- **Task description**
Search the records for lines that contain the word "metal". Copy them all.

- **Data provided**
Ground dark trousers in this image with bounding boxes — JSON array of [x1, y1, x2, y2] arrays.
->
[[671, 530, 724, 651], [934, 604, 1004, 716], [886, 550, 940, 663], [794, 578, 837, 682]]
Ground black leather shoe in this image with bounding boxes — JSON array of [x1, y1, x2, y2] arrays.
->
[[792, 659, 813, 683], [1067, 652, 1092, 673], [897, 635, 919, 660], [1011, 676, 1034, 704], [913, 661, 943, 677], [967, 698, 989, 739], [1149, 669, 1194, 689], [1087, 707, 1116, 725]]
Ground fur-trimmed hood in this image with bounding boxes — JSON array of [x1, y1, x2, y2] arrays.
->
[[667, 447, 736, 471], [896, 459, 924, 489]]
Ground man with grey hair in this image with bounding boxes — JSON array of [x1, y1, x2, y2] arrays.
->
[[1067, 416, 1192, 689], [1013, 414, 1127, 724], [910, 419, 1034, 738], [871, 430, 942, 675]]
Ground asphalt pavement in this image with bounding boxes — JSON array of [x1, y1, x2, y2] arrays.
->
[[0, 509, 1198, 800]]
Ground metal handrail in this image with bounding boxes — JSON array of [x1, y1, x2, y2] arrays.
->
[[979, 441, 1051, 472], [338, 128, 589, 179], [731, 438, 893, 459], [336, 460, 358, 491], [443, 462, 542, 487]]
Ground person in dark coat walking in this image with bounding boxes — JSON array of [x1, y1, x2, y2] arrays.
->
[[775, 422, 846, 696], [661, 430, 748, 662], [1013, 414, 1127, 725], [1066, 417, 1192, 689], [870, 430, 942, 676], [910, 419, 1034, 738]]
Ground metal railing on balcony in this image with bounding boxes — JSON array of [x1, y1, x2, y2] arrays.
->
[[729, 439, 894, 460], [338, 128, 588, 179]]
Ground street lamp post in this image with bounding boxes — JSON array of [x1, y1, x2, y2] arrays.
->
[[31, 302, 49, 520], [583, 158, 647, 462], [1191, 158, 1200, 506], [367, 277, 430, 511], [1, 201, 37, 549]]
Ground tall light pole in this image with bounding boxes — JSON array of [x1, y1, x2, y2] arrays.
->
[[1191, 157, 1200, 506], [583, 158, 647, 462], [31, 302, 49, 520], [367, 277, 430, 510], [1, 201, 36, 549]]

- **Exercise solution**
Ground metal handrail in this image with bounding boxes — JSON array of [x1, y1, x2, y2] arrays.
Ground metal railing on balcony in this image with bounding boxes — JSON array of [x1, y1, x2, y2] arrays.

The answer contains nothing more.